• _GIVEN TASK_: Do not copy the pictures; transcribe all other material exactly.

• _SUPPLIED ENTRIES_:
»»
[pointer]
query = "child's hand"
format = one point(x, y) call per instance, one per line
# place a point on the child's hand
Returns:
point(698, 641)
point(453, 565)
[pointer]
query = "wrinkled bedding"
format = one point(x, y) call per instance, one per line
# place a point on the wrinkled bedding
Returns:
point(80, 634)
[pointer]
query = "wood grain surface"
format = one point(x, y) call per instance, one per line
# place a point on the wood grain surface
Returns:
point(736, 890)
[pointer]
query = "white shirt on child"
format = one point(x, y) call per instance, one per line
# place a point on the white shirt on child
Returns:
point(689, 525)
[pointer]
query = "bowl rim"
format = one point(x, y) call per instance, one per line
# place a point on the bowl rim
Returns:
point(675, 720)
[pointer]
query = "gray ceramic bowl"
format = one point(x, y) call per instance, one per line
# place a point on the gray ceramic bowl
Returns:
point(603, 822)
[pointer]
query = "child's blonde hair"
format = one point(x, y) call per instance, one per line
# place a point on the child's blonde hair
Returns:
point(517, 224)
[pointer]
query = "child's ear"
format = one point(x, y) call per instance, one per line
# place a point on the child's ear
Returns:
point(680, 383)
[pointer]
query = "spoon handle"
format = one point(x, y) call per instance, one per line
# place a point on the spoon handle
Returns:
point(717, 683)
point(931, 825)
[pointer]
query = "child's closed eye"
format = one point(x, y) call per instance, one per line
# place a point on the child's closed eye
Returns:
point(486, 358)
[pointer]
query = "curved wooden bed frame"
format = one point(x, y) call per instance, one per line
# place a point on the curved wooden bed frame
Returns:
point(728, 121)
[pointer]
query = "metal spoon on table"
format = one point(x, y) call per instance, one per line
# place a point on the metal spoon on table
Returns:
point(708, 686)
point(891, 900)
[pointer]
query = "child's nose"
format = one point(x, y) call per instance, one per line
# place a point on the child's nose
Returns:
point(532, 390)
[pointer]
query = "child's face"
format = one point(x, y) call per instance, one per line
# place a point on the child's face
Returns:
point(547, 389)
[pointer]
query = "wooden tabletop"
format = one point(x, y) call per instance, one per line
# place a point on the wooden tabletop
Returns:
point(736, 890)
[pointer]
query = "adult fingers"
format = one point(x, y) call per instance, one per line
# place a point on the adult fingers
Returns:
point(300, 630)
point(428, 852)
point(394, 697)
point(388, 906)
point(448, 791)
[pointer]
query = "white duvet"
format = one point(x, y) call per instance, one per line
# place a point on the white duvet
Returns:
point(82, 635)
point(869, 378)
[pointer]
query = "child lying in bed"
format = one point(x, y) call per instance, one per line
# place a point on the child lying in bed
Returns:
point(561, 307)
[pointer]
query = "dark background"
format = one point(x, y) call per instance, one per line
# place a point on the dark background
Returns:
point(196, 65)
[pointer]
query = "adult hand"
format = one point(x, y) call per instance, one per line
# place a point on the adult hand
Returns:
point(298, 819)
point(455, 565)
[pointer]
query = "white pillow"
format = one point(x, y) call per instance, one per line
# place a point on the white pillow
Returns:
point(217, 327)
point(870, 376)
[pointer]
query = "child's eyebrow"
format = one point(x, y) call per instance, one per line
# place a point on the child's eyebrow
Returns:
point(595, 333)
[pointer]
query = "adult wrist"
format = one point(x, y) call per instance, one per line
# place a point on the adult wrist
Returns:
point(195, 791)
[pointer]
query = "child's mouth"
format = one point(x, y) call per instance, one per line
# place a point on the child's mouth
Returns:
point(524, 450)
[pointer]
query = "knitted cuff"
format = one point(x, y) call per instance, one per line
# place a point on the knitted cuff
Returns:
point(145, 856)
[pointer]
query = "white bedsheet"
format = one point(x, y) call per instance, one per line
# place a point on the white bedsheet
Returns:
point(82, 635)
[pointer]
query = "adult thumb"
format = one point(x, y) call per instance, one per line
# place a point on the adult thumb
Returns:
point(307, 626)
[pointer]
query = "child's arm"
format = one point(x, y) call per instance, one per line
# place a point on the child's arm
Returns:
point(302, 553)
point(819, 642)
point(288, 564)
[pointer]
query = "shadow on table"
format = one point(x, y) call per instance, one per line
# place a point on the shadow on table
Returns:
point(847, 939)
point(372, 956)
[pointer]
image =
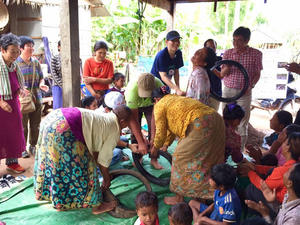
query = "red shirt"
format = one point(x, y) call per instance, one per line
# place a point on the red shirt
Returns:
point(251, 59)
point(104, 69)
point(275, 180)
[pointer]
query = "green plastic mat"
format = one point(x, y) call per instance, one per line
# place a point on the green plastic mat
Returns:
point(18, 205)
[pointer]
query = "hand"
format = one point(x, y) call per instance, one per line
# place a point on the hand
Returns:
««
• _RESULT OF THIS EXERCISE_:
[pointer]
query = "child's hand"
format = one point(x, y) call per instance, one per line
# place a point on the child's hand
Returns:
point(698, 641)
point(453, 565)
[pointer]
query = "wrinkled bedding"
format = one point(x, y) call per instance, one per line
# place a point on the wrinkled bedding
Returns:
point(80, 634)
[pointer]
query = "wood grain surface"
format = one point(x, y) call per instance, one per line
# place a point on the wood grain surface
Returns:
point(736, 890)
[pointer]
query = "white shirt on child"
format = one point(x, y) call per instance, one per line
# place a point on the white shirt on child
Returns:
point(689, 525)
[pointer]
query = "bowl rim"
format = one point(x, y) call per instance, one per line
# place a point on the bowl rim
Returns:
point(675, 720)
[pointer]
query = "gray ceramic bowl"
format = one point(x, y) call per instance, one per line
# place a point on the gray ceramic bowl
Returns:
point(603, 822)
[pointer]
query = "child's blonde hair"
format = one point(x, y) call per instance, one per line
# place a point on the child's blonde hair
Returns:
point(517, 224)
[pointer]
query = "child's ear"
format = one point(x, y) call per instance, one per line
# place a point on the child's ear
Returns:
point(680, 383)
[pointer]
query = "spoon handle"
format = one point(x, y) call per instance, one per line
# place a point on the spoon handle
Returns:
point(717, 683)
point(931, 825)
[pointer]
query = "child's closed eye"
format = one point(x, y) call per instance, one per line
# place a point on the child's closed eye
Returns:
point(486, 358)
[pointer]
query = "curved wooden bed frame"
format = one point(x, y) call per instance, one per line
# place a point on the curved wooden bed frame
Returns:
point(728, 121)
[pointer]
query = "metal spoon on table"
format = one point(x, y) call per instance, one per line
# place a point on the metal spoon on table
Returns:
point(708, 686)
point(891, 900)
[pointer]
query = "child's nose"
format = one point(x, y) call per instance, one per line
# place a point on the child's nose
Returns:
point(532, 390)
[pointer]
query = "child's face"
format = one point(x, y) call per instance, one per line
# place a point on the child's face
Returns:
point(547, 389)
[pointer]
query = "wooden tabletop"
format = one point(x, y) call per instance, one per line
# place a point on the wooden tabletop
Returns:
point(736, 890)
[pointer]
query = "adult fingers"
format = one point(x, y) call per instance, one per line
# place a point on the adult fingers
Returns:
point(300, 630)
point(428, 852)
point(394, 697)
point(388, 906)
point(448, 791)
[pointer]
query = "white duvet"
format = one point(x, y) call per instance, one per line
# place a point on the white duvet
Returns:
point(82, 635)
point(869, 378)
[pointer]
query = "child lying in bed"
format = one point(x, y) call per instance, one per line
# place a point on the child lying in bed
Returns:
point(561, 307)
[pointer]
query = "dark background"
format = one point(x, y) call per instance, one per line
# place a point on the dark background
Returns:
point(196, 65)
[pointer]
query = "adult hand"
format = one point(x, y) call per instance, one per line
# place a point on the adult hand
Returns:
point(298, 819)
point(455, 565)
[pointer]
query = "white pillow"
format = one point(x, y) call per instance, one per line
# place a point on the white pillow
Returns:
point(217, 327)
point(870, 376)
[pointer]
query = "child's eyebrow"
format = one point(x, y) call per instance, one per line
# place a point on the child's eyebrow
Returns:
point(595, 333)
[pointer]
query = "adult wrist"
format = one point(x, y) call per instance, one per line
# place a point on the adult wrist
Returns:
point(195, 791)
[pointer]
query = "child's mouth"
format = one point(x, y) call per instance, one per line
# place a point on the child's mouth
Returns:
point(524, 450)
[pointer]
query = "knitted cuff"
format = one point(x, y) call per instance, one per line
# place a point on the knitted cuff
Returns:
point(145, 856)
[pointer]
query = "white bedsheet"
format = one point(x, y) call per instance, one per line
# place a point on the white bedsheet
Returns:
point(82, 635)
[pointer]
query = "adult thumb"
format = one point(x, y) call per instance, one per line
# place a point on the adult thumb
Returns:
point(307, 626)
[pointer]
query = "child's arm"
format = one point(x, y) call per instance, one per line
# place a point on the child's arm
Returns:
point(302, 553)
point(819, 642)
point(288, 564)
[pointer]
query = "shadow on table"
format = one point(x, y) call per instance, one per line
# place a point on the shadow on table
Returns:
point(847, 939)
point(372, 956)
[pointer]
image =
query = "red shirt"
format = one point(x, y) call per instance, one per line
# place a point on the red shirt
Returns:
point(251, 59)
point(104, 69)
point(275, 180)
[pointer]
query = "green plastic mat"
format = one point(x, y) call per instance, one per line
# place a point on the green plastic mat
Returns:
point(18, 205)
[pointer]
query = "hand"
format = one point(x, y) call per instance, one per line
# place a point on the hand
Returns:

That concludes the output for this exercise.